■ **What is needed**:
The pictures are to be omitted when the entries are reproduced exactly.

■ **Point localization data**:
=== Section Start ===
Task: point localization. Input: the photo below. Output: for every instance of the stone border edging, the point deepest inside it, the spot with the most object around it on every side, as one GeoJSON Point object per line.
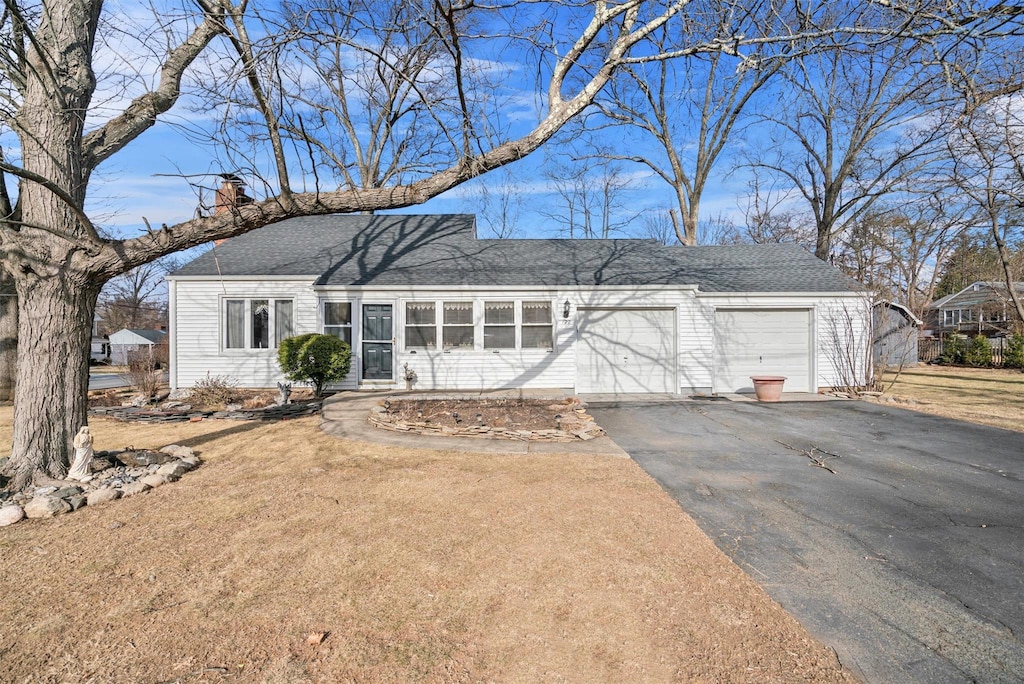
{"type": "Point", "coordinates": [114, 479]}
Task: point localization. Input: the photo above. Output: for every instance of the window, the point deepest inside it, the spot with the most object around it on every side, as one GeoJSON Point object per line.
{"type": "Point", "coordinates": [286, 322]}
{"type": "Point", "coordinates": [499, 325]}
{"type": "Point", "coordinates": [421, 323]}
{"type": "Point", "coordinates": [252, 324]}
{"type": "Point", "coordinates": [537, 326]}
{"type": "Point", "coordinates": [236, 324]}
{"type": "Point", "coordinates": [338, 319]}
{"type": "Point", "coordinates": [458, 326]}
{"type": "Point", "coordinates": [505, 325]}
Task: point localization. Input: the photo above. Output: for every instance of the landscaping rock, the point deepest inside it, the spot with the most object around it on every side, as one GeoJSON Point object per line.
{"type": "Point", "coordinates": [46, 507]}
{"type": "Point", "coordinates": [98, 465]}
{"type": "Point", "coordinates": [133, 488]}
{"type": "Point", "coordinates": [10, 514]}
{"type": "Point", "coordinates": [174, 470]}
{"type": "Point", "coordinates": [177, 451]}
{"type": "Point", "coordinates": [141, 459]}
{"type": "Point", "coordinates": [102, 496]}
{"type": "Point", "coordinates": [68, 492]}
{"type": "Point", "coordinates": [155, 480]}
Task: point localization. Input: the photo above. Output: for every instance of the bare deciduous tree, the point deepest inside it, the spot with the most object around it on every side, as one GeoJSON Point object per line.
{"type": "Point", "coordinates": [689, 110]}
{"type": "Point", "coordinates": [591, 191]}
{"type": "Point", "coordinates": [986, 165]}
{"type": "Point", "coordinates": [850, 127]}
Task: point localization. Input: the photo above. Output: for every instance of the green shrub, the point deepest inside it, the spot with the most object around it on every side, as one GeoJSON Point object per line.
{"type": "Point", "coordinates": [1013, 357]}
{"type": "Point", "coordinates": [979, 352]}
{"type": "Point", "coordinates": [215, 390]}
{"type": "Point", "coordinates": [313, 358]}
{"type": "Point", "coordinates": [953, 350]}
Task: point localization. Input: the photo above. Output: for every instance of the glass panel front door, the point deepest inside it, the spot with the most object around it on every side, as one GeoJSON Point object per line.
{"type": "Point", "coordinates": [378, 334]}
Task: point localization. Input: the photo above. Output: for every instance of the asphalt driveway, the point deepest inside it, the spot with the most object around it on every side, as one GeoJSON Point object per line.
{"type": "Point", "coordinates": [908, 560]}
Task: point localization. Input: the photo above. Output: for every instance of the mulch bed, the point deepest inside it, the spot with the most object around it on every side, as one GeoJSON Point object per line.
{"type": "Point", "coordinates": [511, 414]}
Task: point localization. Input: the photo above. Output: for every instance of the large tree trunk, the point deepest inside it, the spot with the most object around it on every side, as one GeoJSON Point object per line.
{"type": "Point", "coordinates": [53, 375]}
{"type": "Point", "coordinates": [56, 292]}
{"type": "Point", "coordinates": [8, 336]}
=== Section End ===
■ **Solution for this exercise**:
Task: point localization. Input: the photo below. Output: for every instance of the stone border edging, the point deepest inside it, the spot with the most object around it on every side, as one GeoJSON Point object per line.
{"type": "Point", "coordinates": [114, 479]}
Task: point localization. Input: the photo above. Output: for every instance of the window, the point deepest inside it, the spot with the most object around it on every side, as one GeoJSON Point object per line.
{"type": "Point", "coordinates": [286, 322]}
{"type": "Point", "coordinates": [499, 325]}
{"type": "Point", "coordinates": [421, 323]}
{"type": "Point", "coordinates": [252, 324]}
{"type": "Point", "coordinates": [537, 326]}
{"type": "Point", "coordinates": [236, 324]}
{"type": "Point", "coordinates": [338, 319]}
{"type": "Point", "coordinates": [458, 326]}
{"type": "Point", "coordinates": [505, 325]}
Task: point localization. Input: the photo above. Output: for every instance of the landscaping rock, the point deepest inside it, the spot with the most object around it on every side, as one GeoJSON Point object per line.
{"type": "Point", "coordinates": [46, 507]}
{"type": "Point", "coordinates": [98, 465]}
{"type": "Point", "coordinates": [133, 488]}
{"type": "Point", "coordinates": [10, 514]}
{"type": "Point", "coordinates": [174, 470]}
{"type": "Point", "coordinates": [177, 451]}
{"type": "Point", "coordinates": [141, 459]}
{"type": "Point", "coordinates": [102, 496]}
{"type": "Point", "coordinates": [68, 492]}
{"type": "Point", "coordinates": [155, 480]}
Task: point localization. Input: the photo above. Output: for every instance of the bare deciduous tree, the point deepest inside it, the spot with the most object around it on every side, as one GeoJSON Point object per line.
{"type": "Point", "coordinates": [689, 110]}
{"type": "Point", "coordinates": [591, 191]}
{"type": "Point", "coordinates": [986, 165]}
{"type": "Point", "coordinates": [850, 127]}
Task: point localization. Input: the photo above. Output: for every instance of the green shrub, the point deepest inside it, the spot with the most object around it on every side, as one GeoJSON Point object per line.
{"type": "Point", "coordinates": [1013, 357]}
{"type": "Point", "coordinates": [979, 352]}
{"type": "Point", "coordinates": [215, 390]}
{"type": "Point", "coordinates": [313, 358]}
{"type": "Point", "coordinates": [953, 350]}
Task: point localization. Input: the photo above. Output: for every instance of the glass panel front door, the point deepest inside it, the spot with the most object around it on every side, as one GeoJSON Point object per line.
{"type": "Point", "coordinates": [378, 334]}
Task: point localization. Input: the photo above. Output: for every instance of the asphalt driveway, the point deepest inside it, the spot with the most object around it on every side, as one GeoJSON Point object per line.
{"type": "Point", "coordinates": [908, 560]}
Task: point localization. Input: the photo above. Output: for every instance of the mulch bed, the point deepest inside it, the spot with the most object around it on every side, as one GeoJSON Point object per line.
{"type": "Point", "coordinates": [511, 414]}
Task: point localization. Input: the photo above. Output: for every instance of the large tree trunk, the point deepest inside it, the spot with the most object around it on every side, as one GeoJSON Point object per line.
{"type": "Point", "coordinates": [53, 375]}
{"type": "Point", "coordinates": [56, 292]}
{"type": "Point", "coordinates": [8, 336]}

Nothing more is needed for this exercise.